*WHAT YOU HAVE TO DO:* Reproduce the material below word for word, from its first line through its last, and leave the pictures out of your copy.

-- start of PROVIDED MATERIAL --

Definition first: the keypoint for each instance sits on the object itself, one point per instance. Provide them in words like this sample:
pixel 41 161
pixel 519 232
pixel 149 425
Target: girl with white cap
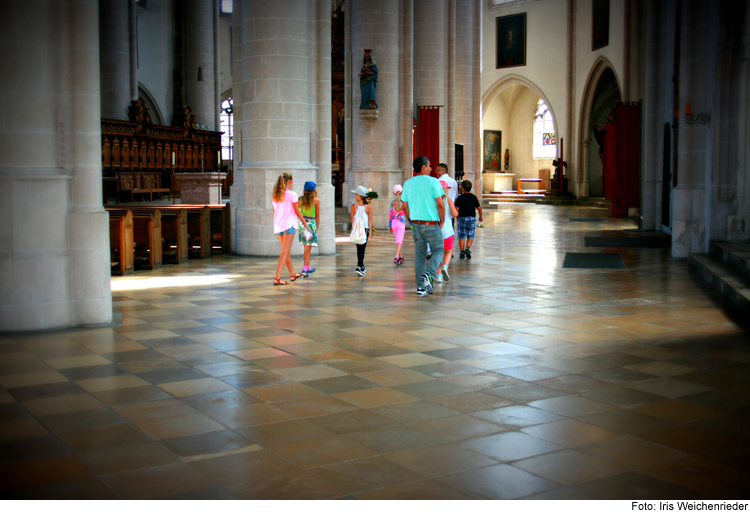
pixel 397 223
pixel 362 209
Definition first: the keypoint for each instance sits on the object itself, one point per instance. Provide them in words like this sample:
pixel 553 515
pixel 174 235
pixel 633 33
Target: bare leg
pixel 308 250
pixel 286 247
pixel 446 258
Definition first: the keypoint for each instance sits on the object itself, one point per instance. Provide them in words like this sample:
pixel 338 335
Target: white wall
pixel 546 53
pixel 225 54
pixel 156 55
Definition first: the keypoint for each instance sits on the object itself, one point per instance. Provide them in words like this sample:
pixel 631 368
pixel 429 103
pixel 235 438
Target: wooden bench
pixel 171 243
pixel 140 183
pixel 121 241
pixel 538 181
pixel 205 222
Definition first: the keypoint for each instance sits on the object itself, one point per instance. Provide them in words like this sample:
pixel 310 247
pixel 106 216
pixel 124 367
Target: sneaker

-- end of PROVIDED MATERIAL --

*RESULT OF THE TASK:*
Definition first: the keypoint for each instance sits on the object itself, one point per instance. Provide them in words like this sample:
pixel 41 161
pixel 519 232
pixel 149 425
Target: girl with white cap
pixel 397 223
pixel 362 209
Definition first: the keypoint for each instance sits on the object itself, one point per instance. Provide them in words like this sample:
pixel 553 515
pixel 174 235
pixel 633 33
Target: bare leg
pixel 308 250
pixel 286 247
pixel 446 258
Definition first: the keypoint for each instance sits on the object itself, one point per instance. Provide them in words like this sample:
pixel 338 335
Target: white wall
pixel 546 53
pixel 225 54
pixel 156 55
Definition first: the keypoint for each instance sits on the object itself, one point per instance. Provide them in words like this sample:
pixel 631 368
pixel 429 103
pixel 235 438
Target: wooden bench
pixel 171 243
pixel 140 183
pixel 121 241
pixel 538 181
pixel 205 222
Definition first: the keypoint for each instance sits on the object itself, one point per instance. Provide them in words like this sample:
pixel 310 247
pixel 106 216
pixel 124 367
Target: sneaker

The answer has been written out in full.